Source >>

On March 22, 2010, the U.S. Environmental Protection Agency (“EPA”) released proposed regulations for mandatory monitoring and reporting of greenhouse gas (“GHG”) emissions in three sectors: oil and natural gas production, transmission, and storage facilities; carbon dioxide (“CO2”) injection and sequestration facilities; and facilities that emit fluorinated gases. The proposed regulations supplement EPA’s final GHG monitoring and reporting regulations issued in October 2009 and require most facilities in these three sectors to begin monitoring on January 1, 2011, and filing annual emissions reports on March 31, 2012.

Background

In October 2009, EPA released final GHG emissions monitoring and reporting regulations for 31 industry sectors (the “2009 GHG Reporting Rule”). 40 C.F.R. Part 98; see also Svend Brandt-Erichsen, EPA Issues Mandatory Greenhouse Gas Reporting Rule; Monitoring To Begin January 1, 2010, Marten Law Environmental News (Sept. 23, 2009). EPA’s 2009 GHG Reporting Rule identified three groups of GHG sources that fall within the rule’s requirements: “downstream,” “upstream,” and mobile sources.

Downstream sources are commercial and industrial plants and other types of facilities that have the potential to directly emit significant amounts of GHGs. Sources in 15 categories must report regardless of the volume of their GHG emissions, while most other downstream sources are required to report if their emissions exceed 25,000 tons of GHG per year. Upstream sources include fuel suppliers and suppliers of industrial GHGs. Instead of reporting emissions, these sources report the GHG content of the fuels and gases they supply as a surrogate for the GHG emissions that occur from the end use of their products.

Available data >>
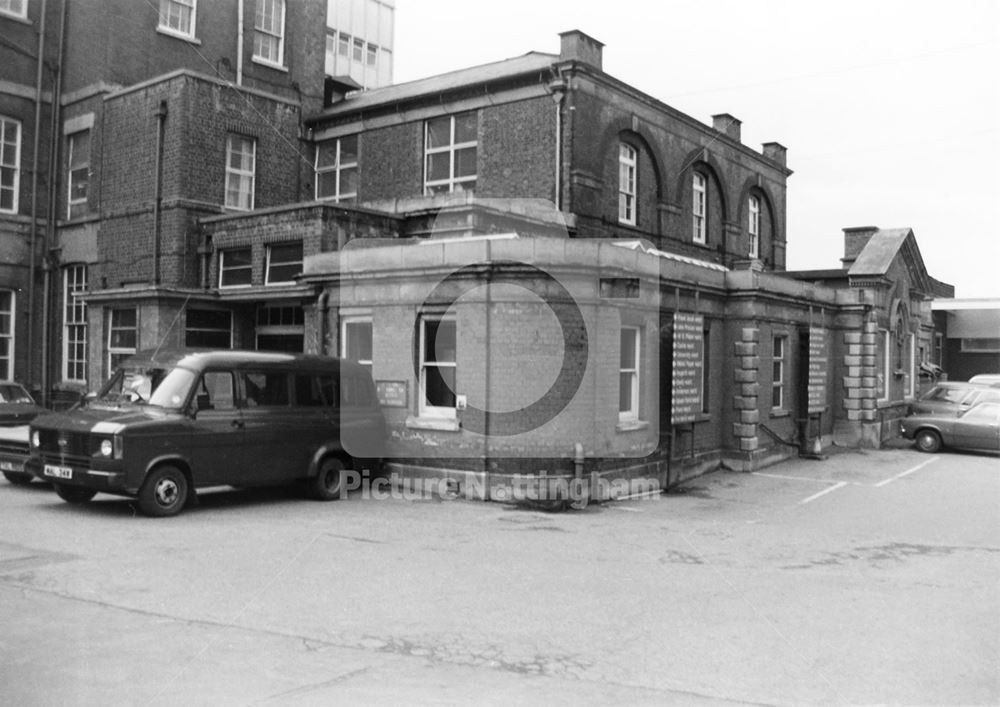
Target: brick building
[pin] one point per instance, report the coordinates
(232, 200)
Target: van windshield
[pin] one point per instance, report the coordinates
(130, 384)
(174, 388)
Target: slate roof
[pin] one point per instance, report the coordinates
(877, 256)
(396, 93)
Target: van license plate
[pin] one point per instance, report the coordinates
(59, 472)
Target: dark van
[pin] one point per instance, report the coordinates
(168, 423)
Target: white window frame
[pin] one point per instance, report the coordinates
(10, 164)
(452, 182)
(74, 324)
(339, 167)
(753, 225)
(779, 369)
(699, 193)
(627, 173)
(629, 370)
(7, 8)
(267, 263)
(71, 170)
(167, 16)
(235, 176)
(345, 337)
(424, 409)
(266, 32)
(8, 334)
(223, 269)
(122, 351)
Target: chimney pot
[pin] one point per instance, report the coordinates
(578, 46)
(727, 125)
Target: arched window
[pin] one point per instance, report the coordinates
(627, 169)
(699, 208)
(753, 225)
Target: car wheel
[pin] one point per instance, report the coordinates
(17, 478)
(928, 441)
(74, 494)
(164, 492)
(329, 480)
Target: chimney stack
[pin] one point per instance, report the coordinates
(577, 46)
(727, 125)
(776, 152)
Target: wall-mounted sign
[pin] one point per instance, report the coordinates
(818, 366)
(391, 394)
(688, 370)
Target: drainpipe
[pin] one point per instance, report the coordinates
(239, 43)
(33, 236)
(322, 307)
(558, 88)
(55, 140)
(487, 377)
(161, 118)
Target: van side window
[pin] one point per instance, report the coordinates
(265, 389)
(308, 392)
(329, 388)
(215, 391)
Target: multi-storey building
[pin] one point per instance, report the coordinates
(214, 192)
(359, 42)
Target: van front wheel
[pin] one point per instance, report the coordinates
(329, 480)
(164, 492)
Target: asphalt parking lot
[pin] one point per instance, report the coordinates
(867, 578)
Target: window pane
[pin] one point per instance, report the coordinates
(439, 341)
(465, 127)
(438, 132)
(440, 386)
(438, 166)
(349, 182)
(326, 154)
(349, 149)
(627, 348)
(465, 162)
(326, 185)
(358, 341)
(237, 257)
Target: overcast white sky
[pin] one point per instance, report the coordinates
(888, 108)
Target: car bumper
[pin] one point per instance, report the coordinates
(12, 463)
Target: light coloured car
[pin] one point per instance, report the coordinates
(977, 428)
(954, 397)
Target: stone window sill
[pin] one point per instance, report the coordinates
(631, 425)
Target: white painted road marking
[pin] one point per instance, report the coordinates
(803, 478)
(838, 485)
(907, 472)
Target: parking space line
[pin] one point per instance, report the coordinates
(801, 478)
(838, 485)
(900, 475)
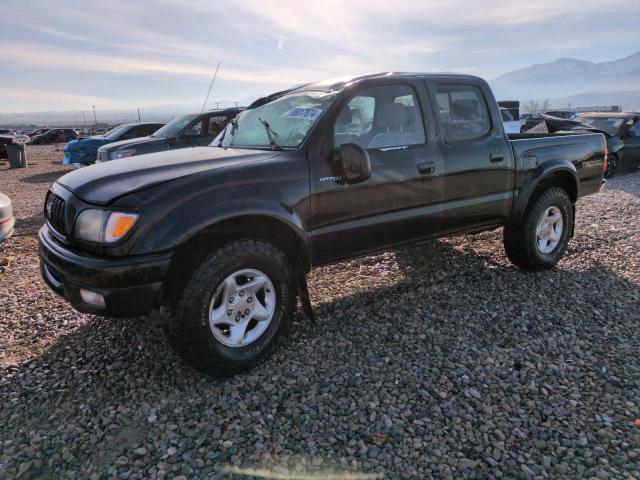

Job 1 >> Could you put the entries, from the line containing "Target: multi-storey building" through the end of the entries, into a Markdown table with columns Row and Line, skipping blank lines and leaving out the pictures?
Job 2 >> How does the greenhouse gas reporting text continue? Write what follows its last sentence.
The greenhouse gas reporting text and the entries are unrelated.

Task output 1 >>
| Row | Line |
|---|---|
| 1 | Target: multi-storey building |
| 2 | [pin] one point per instance, report the coordinates |
| 3 | (214, 192) |
| 4 | (359, 42) |
| 5 | Target: van front wheel |
| 6 | [pin] one point per instance, report the coordinates |
| 7 | (329, 480) |
| 8 | (164, 492) |
| 9 | Target: asphalt parking lot |
| 10 | [pin] one point per instance, report the coordinates |
| 11 | (867, 578) |
| 12 | Target: window pane |
| 13 | [pin] one point per instance, report the coordinates |
| 14 | (439, 341) |
| 15 | (465, 127) |
| 16 | (438, 132) |
| 17 | (440, 386) |
| 18 | (438, 166) |
| 19 | (349, 182) |
| 20 | (326, 154) |
| 21 | (349, 149) |
| 22 | (627, 348) |
| 23 | (465, 162) |
| 24 | (326, 185) |
| 25 | (358, 341) |
| 26 | (237, 257) |
| 27 | Target: overcast white sky |
| 28 | [pin] one point per instance, report the coordinates |
| 29 | (888, 108) |
| 30 | Target: car bumper |
| 31 | [pin] one point per instance, report the coordinates |
| 32 | (12, 463) |
| 33 | Target: light coloured car |
| 34 | [pin] one point per instance, report the coordinates |
| 35 | (977, 428) |
| 36 | (954, 397) |
| 37 | Target: stone window sill |
| 38 | [pin] one point per instance, report the coordinates |
| 39 | (631, 425) |
| 40 | Target: white painted road marking |
| 41 | [pin] one point per instance, report the coordinates |
| 42 | (803, 478) |
| 43 | (838, 485) |
| 44 | (907, 472) |
| 45 | Target: parking space line |
| 46 | [pin] one point per instance, report the coordinates |
| 47 | (801, 478) |
| 48 | (838, 485) |
| 49 | (900, 475) |

Task output 2 >>
For mobile sources, the 2009 GHG Reporting Rule requires manufacturers and importers of heavy-duty trucks, motorcycles, and off-road engines to report CO2 beginning with model year 2011, and other GHGs starting in later model years. Cars and light-duty trucks are excluded under the rule (EPA has addressed GHG emissions from cars and light-duty trucks under a separate, recently issued rulemaking).[1] The 2009 GHG Reporting Rule required covered facilities to begin GHG emissions monitoring January 1, 2010, and requires that the facilities file their first annual reports to EPA by March 31, 2011. When EPA promulgated the 2009 GHG Reporting Rule, it decided not to finalize all of the rule’s proposed subparts. EPA has now re-issued monitoring and reporting proposals for industry sectors that were excluded from the 2009 rulemaking.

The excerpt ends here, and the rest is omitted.